## Given instruction
Omit the pictures and extract only the lines from the line containing "the red lipstick" to the end of the material, each exactly as written.

## Material shown
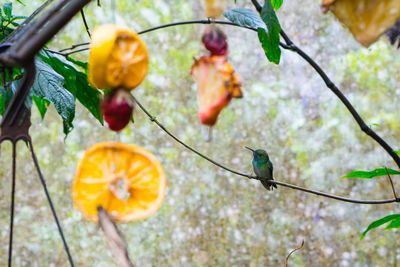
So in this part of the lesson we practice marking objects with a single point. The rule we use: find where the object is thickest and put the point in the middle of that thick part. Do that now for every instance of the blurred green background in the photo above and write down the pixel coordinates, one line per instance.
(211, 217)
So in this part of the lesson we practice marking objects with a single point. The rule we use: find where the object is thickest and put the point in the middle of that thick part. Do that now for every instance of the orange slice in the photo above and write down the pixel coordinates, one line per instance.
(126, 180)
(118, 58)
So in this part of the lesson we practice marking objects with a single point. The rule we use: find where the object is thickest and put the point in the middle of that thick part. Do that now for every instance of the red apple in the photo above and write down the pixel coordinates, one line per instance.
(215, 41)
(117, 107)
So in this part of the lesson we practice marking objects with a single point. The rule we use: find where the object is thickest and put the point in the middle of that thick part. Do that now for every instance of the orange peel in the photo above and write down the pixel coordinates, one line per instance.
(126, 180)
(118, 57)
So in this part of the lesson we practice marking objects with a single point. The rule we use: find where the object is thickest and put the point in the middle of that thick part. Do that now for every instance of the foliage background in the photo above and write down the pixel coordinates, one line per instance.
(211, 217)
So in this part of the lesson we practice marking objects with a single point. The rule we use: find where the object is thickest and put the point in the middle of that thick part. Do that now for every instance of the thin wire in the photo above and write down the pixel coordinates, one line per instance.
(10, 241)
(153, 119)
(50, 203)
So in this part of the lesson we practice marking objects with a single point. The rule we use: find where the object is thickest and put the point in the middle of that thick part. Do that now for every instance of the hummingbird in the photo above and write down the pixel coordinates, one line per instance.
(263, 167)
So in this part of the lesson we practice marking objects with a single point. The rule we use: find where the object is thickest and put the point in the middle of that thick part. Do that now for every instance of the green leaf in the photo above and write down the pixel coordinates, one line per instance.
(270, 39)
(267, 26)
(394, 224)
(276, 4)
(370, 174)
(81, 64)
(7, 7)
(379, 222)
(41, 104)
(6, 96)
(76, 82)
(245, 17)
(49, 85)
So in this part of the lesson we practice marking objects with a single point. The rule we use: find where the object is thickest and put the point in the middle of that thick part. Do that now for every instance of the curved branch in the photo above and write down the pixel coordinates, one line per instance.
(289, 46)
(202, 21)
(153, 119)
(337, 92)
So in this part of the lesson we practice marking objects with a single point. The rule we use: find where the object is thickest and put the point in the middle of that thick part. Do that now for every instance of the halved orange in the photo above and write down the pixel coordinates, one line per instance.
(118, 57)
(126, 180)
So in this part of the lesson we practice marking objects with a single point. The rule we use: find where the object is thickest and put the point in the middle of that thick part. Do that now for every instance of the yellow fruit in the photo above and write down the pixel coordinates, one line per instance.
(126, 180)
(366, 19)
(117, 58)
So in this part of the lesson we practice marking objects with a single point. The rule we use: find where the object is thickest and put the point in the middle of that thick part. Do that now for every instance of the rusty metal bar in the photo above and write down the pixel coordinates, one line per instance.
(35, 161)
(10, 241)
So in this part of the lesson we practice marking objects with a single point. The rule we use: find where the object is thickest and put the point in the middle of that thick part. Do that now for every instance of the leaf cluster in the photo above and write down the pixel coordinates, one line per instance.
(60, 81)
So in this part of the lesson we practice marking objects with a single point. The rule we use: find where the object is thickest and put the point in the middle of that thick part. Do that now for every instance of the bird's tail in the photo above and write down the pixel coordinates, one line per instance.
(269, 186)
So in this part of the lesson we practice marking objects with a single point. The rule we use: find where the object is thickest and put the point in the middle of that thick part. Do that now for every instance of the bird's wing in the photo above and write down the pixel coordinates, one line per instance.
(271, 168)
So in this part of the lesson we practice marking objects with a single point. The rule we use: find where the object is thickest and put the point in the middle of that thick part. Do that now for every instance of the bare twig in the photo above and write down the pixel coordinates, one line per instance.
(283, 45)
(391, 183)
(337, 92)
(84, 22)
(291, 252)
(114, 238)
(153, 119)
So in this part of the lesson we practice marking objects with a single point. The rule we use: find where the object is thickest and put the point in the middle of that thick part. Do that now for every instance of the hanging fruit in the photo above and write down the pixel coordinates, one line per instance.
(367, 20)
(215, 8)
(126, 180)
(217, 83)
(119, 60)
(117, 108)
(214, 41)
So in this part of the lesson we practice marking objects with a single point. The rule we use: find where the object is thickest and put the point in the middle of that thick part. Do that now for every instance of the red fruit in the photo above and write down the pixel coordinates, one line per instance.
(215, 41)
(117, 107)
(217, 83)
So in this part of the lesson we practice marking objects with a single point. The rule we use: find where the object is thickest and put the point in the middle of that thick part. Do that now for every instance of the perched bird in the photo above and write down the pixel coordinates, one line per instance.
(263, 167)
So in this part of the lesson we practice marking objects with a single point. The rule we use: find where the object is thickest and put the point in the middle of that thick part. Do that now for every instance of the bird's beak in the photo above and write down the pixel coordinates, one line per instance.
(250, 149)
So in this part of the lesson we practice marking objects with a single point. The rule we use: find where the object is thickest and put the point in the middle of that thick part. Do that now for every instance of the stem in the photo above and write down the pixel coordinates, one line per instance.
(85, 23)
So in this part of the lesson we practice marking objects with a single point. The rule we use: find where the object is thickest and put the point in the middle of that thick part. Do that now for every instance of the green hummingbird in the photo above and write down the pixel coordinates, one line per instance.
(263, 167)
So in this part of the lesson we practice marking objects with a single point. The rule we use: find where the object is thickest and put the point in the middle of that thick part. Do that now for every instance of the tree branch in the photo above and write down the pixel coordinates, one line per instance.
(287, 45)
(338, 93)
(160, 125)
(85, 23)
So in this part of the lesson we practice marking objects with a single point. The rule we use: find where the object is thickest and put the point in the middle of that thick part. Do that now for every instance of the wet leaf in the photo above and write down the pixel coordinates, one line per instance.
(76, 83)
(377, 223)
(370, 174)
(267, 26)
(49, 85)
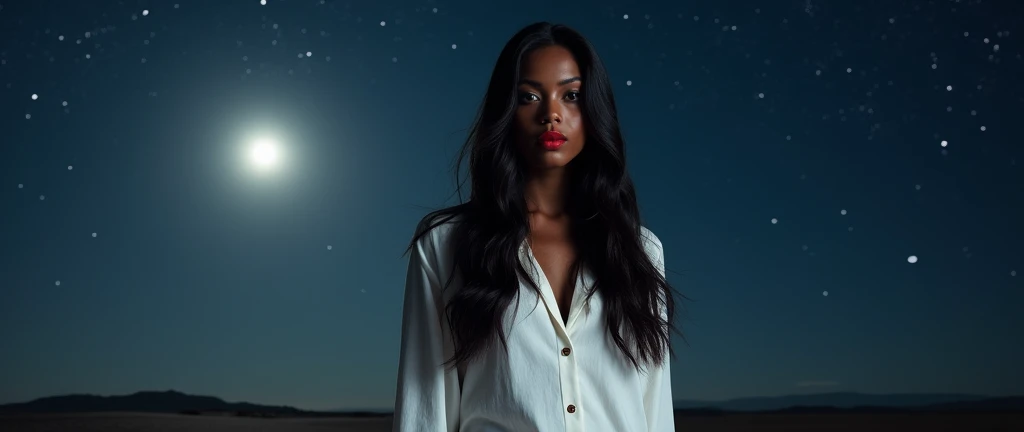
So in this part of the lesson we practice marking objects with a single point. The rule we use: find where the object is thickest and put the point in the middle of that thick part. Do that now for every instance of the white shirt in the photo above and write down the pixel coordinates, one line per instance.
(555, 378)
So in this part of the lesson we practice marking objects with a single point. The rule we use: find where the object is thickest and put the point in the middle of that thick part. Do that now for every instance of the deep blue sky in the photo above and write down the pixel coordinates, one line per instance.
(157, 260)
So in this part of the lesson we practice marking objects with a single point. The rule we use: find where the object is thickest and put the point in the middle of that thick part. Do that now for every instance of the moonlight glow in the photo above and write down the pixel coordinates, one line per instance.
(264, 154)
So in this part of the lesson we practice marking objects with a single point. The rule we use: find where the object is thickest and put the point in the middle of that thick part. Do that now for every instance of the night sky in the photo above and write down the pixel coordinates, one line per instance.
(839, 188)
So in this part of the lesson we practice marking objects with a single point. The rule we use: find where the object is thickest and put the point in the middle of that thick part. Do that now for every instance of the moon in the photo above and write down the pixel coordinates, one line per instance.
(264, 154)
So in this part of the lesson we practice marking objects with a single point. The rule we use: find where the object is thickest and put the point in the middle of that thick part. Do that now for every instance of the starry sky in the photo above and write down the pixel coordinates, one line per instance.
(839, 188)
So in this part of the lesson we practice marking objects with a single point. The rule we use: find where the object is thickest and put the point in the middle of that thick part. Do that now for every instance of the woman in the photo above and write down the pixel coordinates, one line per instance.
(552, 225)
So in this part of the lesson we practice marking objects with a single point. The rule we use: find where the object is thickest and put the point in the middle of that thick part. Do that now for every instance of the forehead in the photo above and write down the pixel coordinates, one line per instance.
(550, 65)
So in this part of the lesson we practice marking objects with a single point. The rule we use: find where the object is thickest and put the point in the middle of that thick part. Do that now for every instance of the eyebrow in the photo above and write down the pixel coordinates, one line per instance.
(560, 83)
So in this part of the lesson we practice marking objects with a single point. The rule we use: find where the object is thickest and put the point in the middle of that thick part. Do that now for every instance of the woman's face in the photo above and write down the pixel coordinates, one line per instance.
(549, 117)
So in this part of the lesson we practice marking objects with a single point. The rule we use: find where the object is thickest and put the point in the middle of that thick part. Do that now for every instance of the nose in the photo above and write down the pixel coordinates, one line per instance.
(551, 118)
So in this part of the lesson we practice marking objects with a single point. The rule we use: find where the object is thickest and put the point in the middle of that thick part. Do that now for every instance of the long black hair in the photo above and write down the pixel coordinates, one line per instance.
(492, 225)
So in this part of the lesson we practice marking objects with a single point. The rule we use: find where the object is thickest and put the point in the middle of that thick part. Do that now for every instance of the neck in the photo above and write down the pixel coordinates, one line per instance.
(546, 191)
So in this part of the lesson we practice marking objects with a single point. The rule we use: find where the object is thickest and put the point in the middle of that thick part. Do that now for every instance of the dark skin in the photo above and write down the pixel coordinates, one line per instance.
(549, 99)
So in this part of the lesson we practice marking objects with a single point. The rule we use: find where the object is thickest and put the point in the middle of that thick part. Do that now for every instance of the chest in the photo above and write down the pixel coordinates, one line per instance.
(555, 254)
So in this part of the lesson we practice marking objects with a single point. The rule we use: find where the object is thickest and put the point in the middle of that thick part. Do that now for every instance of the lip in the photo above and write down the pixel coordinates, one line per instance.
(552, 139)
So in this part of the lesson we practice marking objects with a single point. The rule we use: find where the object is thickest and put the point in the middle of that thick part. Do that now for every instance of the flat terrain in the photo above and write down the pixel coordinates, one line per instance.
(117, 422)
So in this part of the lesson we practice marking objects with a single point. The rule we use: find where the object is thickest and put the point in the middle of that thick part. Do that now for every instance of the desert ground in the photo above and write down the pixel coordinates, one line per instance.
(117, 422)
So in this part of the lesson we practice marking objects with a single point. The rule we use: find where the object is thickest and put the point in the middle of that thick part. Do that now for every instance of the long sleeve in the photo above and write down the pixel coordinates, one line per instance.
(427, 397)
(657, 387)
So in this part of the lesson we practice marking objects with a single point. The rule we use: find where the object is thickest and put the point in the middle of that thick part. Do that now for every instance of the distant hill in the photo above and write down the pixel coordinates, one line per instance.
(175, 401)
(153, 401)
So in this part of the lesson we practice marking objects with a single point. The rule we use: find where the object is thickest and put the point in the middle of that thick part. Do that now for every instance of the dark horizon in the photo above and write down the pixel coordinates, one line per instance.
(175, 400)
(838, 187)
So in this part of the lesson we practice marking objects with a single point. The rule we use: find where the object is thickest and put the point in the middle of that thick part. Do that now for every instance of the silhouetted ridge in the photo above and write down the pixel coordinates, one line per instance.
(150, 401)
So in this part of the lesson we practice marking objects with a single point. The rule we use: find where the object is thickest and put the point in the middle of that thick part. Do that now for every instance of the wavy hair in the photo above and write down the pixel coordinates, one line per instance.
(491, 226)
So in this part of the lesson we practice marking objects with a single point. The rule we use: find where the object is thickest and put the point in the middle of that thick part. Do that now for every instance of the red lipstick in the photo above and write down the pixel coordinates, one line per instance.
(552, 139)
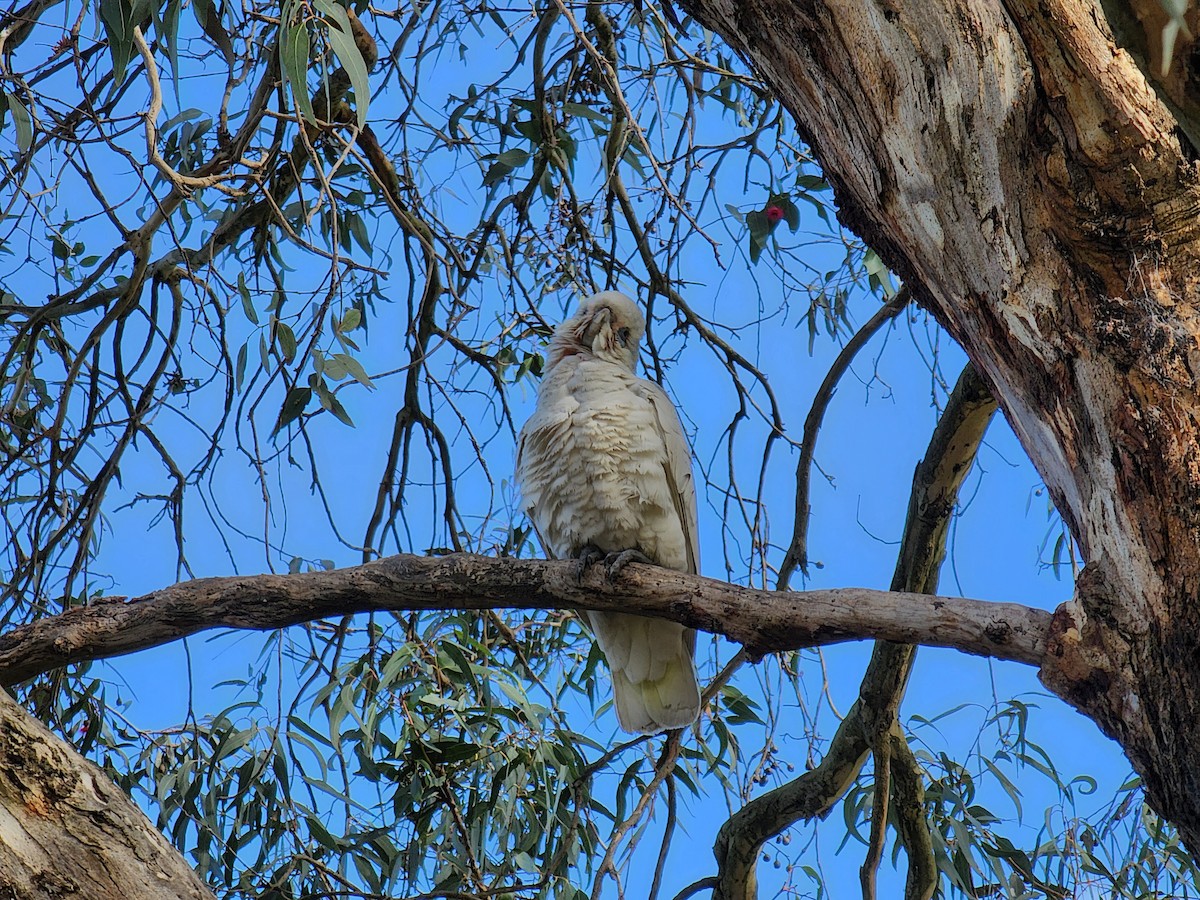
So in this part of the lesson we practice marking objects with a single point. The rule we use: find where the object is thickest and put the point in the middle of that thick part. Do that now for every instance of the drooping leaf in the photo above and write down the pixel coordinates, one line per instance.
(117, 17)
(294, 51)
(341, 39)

## Answer for this exercise
So in this part of the lesson we practice marking objects with a single point. The rule we use: find where the object is thickest and put the point in the middle of that thick part. Do that now for every instance of the red lipstick in the photo above and write down the pixel coordinates, one line per instance.
(552, 139)
So in this part of the lesson we practice marking objects with a single point. The rule we use: find where the object is thickest and put the point in the middle of that thick part. Do that now for every instance of the drooping leaf in the photo above and write down the pixel coordinates, one line per instance.
(117, 17)
(294, 51)
(341, 39)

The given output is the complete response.